### EXCERPTED PASSAGE
Are baby bonds actual bonds?
Under Booker’s proposal, the government would create a savings account of $1,000 at each child’s birth. After that, the program would provide annual deposits of up to $2,000 per year.
The plan would invest money in 30-year Treasury bonds, a stable investment but one that doesn’t typically offer the same returns as stocks.
Who would qualify for the program?
Children who are born after December 31, 2018, and who live in low- and middle-income families would be eligible for baby bonds, according to the bill introduced by Booker and other co-sponsors.
The income cap would cut off annual payments for families who earn more than 325% of the poverty line. The current federal poverty line (FPL) for a family of four is $26,500, which means that families of four earning more than $86,125 wouldn’t qualify for the additional annual payments.
How would the payments work?
After the initial seed investment, the government would provide annual deposits based on a family’s income. The poorest families, or those earning below the FPL, would receive the full $2,000 annual investment, while families with incomes above that would get smaller amounts each year.
Families earning between the poverty threshold and up to 125% of the FPL would receive $1,500 per child. Those earning between 125% to 175% would get $1,000 annually per child, while those between 175% and 225% would receive $500 each year. Those earning up to 325% of the FPL would receive $250 annually, while those above that level wouldn’t be eligible for the bonds.
How much could kids save?
Assuming an annual compound interest rate of 2%, an 18-year-old from a family living below the poverty line today would end up with $42,253 if they had received baby bonds throughout their life, according to the Urban Institute, a centrist think tank.

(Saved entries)
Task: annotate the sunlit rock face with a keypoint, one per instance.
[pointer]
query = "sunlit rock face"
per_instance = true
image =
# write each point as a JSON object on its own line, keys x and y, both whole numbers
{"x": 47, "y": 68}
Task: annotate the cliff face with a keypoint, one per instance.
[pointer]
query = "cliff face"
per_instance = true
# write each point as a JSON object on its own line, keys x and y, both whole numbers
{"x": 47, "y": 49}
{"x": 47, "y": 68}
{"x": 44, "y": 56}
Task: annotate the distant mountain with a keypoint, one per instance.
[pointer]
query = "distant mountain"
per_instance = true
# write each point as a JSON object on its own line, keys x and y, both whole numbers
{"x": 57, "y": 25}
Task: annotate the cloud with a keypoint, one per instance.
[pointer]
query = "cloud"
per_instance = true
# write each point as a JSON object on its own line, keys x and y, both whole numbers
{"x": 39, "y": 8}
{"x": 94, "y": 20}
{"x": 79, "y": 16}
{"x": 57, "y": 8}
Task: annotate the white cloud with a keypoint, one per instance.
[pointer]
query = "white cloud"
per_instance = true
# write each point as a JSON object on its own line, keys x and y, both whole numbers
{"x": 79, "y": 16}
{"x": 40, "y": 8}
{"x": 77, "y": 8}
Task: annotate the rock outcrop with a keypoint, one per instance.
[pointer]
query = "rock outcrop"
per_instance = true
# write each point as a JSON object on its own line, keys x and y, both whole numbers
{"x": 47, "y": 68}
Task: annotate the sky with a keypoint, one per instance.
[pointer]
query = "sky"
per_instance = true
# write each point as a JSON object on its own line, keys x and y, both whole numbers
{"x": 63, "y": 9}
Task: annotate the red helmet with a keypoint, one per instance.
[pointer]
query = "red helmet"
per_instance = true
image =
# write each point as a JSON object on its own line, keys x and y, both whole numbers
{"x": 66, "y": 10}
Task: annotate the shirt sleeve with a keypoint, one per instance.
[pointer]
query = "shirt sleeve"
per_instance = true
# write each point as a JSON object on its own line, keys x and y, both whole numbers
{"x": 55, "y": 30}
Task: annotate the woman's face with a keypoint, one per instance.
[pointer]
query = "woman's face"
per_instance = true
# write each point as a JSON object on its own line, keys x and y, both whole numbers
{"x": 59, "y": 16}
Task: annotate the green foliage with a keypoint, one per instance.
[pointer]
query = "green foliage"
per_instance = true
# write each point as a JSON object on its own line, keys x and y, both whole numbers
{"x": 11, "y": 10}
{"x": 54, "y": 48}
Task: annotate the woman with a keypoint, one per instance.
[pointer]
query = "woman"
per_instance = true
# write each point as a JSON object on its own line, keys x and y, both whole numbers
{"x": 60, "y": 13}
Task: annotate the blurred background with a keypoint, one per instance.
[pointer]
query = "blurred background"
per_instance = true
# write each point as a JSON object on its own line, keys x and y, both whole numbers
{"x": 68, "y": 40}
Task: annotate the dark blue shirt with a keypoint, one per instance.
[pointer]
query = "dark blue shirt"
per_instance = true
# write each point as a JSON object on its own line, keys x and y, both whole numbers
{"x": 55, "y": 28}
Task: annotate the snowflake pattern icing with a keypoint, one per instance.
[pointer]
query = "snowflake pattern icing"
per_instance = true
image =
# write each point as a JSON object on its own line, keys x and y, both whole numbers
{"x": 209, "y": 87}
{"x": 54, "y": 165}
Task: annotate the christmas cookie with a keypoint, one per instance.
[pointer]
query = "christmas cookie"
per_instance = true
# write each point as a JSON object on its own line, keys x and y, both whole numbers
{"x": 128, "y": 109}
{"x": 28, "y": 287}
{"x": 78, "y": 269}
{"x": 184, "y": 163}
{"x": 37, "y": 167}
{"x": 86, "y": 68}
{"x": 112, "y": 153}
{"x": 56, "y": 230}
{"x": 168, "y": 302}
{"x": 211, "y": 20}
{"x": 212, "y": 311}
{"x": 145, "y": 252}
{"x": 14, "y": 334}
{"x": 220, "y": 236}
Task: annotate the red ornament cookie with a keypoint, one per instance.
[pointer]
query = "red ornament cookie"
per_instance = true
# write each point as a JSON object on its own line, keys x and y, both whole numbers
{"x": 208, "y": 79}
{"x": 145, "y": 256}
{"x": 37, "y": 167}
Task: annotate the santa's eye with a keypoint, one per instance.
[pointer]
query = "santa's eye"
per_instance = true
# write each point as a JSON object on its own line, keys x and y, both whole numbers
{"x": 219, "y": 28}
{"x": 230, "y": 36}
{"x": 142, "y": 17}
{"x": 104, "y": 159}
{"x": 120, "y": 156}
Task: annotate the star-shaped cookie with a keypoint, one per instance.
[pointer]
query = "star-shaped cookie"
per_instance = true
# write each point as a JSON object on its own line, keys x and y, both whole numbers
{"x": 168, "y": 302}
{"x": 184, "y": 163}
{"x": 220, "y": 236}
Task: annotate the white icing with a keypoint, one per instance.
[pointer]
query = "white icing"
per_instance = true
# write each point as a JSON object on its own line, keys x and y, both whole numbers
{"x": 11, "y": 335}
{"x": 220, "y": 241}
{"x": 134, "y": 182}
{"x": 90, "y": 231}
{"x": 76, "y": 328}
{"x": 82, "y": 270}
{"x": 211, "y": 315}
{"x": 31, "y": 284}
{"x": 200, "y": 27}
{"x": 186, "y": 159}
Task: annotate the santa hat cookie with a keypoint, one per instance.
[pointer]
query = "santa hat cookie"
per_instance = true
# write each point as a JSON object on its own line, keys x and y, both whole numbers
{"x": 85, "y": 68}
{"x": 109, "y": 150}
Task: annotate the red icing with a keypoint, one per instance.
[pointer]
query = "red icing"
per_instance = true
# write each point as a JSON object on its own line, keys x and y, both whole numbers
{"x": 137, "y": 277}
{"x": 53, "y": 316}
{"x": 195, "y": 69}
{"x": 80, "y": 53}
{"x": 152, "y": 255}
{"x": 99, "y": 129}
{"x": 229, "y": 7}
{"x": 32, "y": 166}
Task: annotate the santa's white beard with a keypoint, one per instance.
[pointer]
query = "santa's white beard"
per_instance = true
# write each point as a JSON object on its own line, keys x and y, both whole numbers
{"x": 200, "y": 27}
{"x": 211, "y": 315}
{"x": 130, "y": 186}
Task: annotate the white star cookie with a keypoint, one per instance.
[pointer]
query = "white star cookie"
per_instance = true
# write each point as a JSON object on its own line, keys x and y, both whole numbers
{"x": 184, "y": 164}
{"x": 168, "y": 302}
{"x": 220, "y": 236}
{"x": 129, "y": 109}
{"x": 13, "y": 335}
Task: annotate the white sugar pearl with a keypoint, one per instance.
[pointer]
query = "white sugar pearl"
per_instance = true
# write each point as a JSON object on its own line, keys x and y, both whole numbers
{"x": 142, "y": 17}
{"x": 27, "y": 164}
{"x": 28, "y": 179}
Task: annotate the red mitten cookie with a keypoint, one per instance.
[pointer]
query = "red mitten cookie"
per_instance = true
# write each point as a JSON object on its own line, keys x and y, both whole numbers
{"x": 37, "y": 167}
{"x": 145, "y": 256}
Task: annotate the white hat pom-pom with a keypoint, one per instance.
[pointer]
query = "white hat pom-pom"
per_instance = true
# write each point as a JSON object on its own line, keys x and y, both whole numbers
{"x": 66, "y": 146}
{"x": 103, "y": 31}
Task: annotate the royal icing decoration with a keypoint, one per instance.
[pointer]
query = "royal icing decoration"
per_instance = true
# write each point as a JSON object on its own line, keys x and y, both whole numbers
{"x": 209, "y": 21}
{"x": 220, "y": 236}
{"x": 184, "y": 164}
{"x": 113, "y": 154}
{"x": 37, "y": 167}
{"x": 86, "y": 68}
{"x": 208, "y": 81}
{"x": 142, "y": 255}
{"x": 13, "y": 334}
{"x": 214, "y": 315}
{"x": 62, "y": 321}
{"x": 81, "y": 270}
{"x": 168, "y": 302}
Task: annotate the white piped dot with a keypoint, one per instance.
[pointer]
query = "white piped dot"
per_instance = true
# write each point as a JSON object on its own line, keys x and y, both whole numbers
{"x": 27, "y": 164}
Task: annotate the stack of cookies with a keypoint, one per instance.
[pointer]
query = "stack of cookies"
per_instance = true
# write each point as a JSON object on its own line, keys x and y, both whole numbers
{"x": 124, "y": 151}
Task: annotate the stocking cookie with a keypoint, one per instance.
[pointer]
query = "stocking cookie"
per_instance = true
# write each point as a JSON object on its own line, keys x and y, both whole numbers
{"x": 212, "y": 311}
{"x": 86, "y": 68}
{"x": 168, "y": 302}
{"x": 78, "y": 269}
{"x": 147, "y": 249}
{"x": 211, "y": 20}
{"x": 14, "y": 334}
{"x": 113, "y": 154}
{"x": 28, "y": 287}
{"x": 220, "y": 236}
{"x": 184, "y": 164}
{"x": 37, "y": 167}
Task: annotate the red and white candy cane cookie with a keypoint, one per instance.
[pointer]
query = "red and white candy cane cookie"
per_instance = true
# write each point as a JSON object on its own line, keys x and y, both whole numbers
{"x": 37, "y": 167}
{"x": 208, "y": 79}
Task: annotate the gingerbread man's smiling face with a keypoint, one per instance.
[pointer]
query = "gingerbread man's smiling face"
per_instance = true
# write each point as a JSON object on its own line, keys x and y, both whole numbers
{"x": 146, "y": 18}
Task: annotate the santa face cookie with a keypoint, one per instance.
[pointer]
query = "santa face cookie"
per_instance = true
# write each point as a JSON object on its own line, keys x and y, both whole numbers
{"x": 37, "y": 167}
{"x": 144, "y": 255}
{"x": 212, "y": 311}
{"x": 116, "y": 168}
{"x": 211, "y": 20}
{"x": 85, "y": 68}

### PROBLEM STATEMENT
List each annual per-child deposit amount that the baby bonds passage gives for a family income range, with the range it applies to. The items have no connection to the passage on baby bonds.

### EXERCISE ANSWER
- $2,000: families earning below the FPL
- $1,500: families earning between the poverty threshold and 125% of the FPL
- $1,000: families earning between 125% and 175% of the FPL
- $500: families earning between 175% and 225% of the FPL
- $250: families earning up to 325% of the FPL